- Bagian Dokumen:
═══
REPUBLIKA.CO.ID, JAKARTA -- Ketua Umum Gabungan Perusahaan (GP) Farmasi Indonesia, Tirto Kusnadi, menyebut industri farmasi tumbuh negatif di tengah pandemi Covid-19. Berdasarkan data GP Farmasi Indonesia, pertumbuhan industri ini mengalami penurunan hingga minus 1,2 persen.
Menurut Tirto, penurunan kinerja sektor farmasi ini terjadi seiring menurunnya kunjungan pasien non Covid-19 ke fasilitas kesehatan. "Sehingga permintaan obat-obatan menurun drastis hingga 50-60 persen," kata Tirto dalam sebuah diskusi virtual, Rabu (29/7).
Tirto menambahkan, hal tersebut berdampak pula pada penurunan pemakaian kapasitas dan utilitas produksi yang tidak lebih dari 50 persen selama tiga bulan terakhir. Industri farmasi nasional mampu memproduksi sekitar 90 persen obat untuk kebutuhan pasar dalam negeri.
Rendahnya utilisasi mulai menyebabkan perusahaan farmasi melakukan pengurangan karyawan. Tirto memperkirakan hingga saat ini sudah ada 2.000-3.000 karyawan yang sudah dirumahkan. Total tenaga kerja yang mampu diserap oleh industri farmasi yaitu mencapai 500 ribu-700 ribu karyawan.
═══
- Materi yang Disediakan:
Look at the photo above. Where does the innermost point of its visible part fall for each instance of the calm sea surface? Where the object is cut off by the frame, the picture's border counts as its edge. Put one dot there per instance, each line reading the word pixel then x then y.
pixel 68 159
═══
- Tugas Anda: Kutip bagian teks tentang industri farmasi secara persis, mulai dari kata-kata yang memuat "Tirto menambahkan, hal" dan berhenti setelah "pasar dalam negeri.".

- Penyelesaian Soal:
Tirto menambahkan, hal tersebut berdampak pula pada penurunan pemakaian kapasitas dan utilitas produksi yang tidak lebih dari 50 persen selama tiga bulan terakhir. Industri farmasi nasional mampu memproduksi sekitar 90 persen obat untuk kebutuhan pasar dalam negeri.